In the records below, find the line containing "Target: tree trunk" and the line containing "(format x=164, y=268)". Give again exactly those lines and every line between them, omitting the pictures.

*** Exercise data Section Begins ***

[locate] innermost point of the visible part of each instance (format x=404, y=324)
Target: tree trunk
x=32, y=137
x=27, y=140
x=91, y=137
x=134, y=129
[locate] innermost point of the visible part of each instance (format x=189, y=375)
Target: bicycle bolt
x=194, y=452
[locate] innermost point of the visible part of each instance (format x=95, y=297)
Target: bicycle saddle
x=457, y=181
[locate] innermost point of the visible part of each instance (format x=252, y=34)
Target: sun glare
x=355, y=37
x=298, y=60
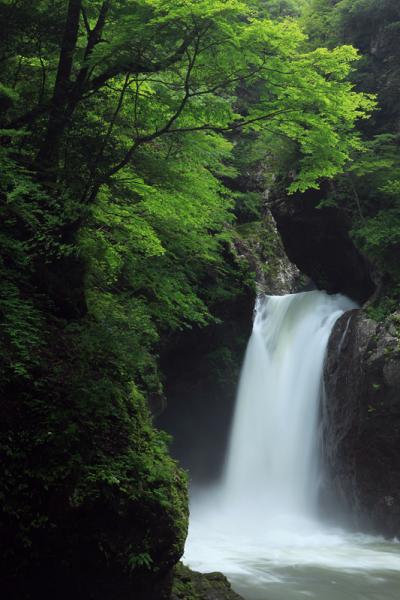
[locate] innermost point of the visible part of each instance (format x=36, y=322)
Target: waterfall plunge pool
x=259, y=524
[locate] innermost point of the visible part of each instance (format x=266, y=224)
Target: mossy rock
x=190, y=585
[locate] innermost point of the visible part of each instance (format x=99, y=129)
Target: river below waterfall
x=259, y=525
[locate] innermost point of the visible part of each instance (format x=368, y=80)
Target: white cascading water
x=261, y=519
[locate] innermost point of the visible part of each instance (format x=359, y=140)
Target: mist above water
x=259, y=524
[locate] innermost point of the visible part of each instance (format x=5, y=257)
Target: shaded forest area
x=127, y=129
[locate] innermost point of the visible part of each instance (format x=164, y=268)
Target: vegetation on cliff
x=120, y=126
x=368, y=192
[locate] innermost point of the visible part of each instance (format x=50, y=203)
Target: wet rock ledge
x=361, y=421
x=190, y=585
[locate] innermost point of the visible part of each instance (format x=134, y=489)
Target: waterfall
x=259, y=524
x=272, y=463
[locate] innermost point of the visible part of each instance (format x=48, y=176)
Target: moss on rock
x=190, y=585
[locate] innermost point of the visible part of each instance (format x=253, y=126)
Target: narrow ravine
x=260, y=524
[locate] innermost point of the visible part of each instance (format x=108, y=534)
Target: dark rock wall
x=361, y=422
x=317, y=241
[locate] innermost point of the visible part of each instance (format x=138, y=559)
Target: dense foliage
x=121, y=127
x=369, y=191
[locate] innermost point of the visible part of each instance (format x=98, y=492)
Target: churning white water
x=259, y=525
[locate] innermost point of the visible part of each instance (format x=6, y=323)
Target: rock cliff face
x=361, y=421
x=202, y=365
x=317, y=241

*** Exercise data Section Ends ***
*** Exercise data Section Begins ***

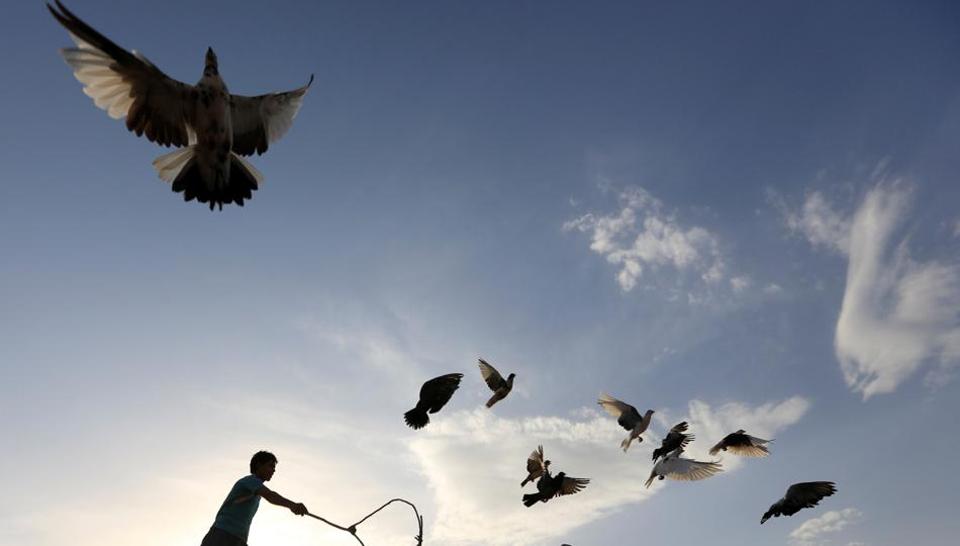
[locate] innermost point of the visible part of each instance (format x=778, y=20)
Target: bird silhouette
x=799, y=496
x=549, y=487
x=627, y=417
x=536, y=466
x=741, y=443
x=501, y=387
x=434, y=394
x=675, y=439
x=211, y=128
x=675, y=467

*** Exercise data Section Ends ***

Response area:
Target: tree trunk
x=32, y=137
x=27, y=140
x=91, y=137
x=134, y=129
[locate] innermost point of the visible part of each instance (format x=189, y=375)
Target: bicycle bolt
x=194, y=452
[locate] innermost point of the visible part of each instance (format x=95, y=297)
Target: bicycle saddle
x=457, y=181
[locate] innermost point of the visible part of each instance (format x=252, y=34)
Target: sun glare
x=355, y=37
x=298, y=60
[locate] innermost point of the visible part of each instance (format x=36, y=322)
Target: waterfall plunge pool
x=259, y=524
[locate] innermost point of the visible part of each instance (format x=266, y=224)
Target: mossy rock
x=190, y=585
[locate] innermost point of the visible part of each instance (format x=99, y=129)
Target: river below waterfall
x=259, y=525
[locate] innermost point of the visible part of each instance (format x=368, y=80)
Target: white cascading water
x=261, y=519
[locate] innermost point of the visible part of each instance (format x=359, y=140)
Target: mist above water
x=259, y=524
[locate] innermost point of the visible part of each instance (format x=5, y=257)
Target: shaded forest area
x=127, y=129
[locate] innermost point of the visible part of each instance (format x=164, y=268)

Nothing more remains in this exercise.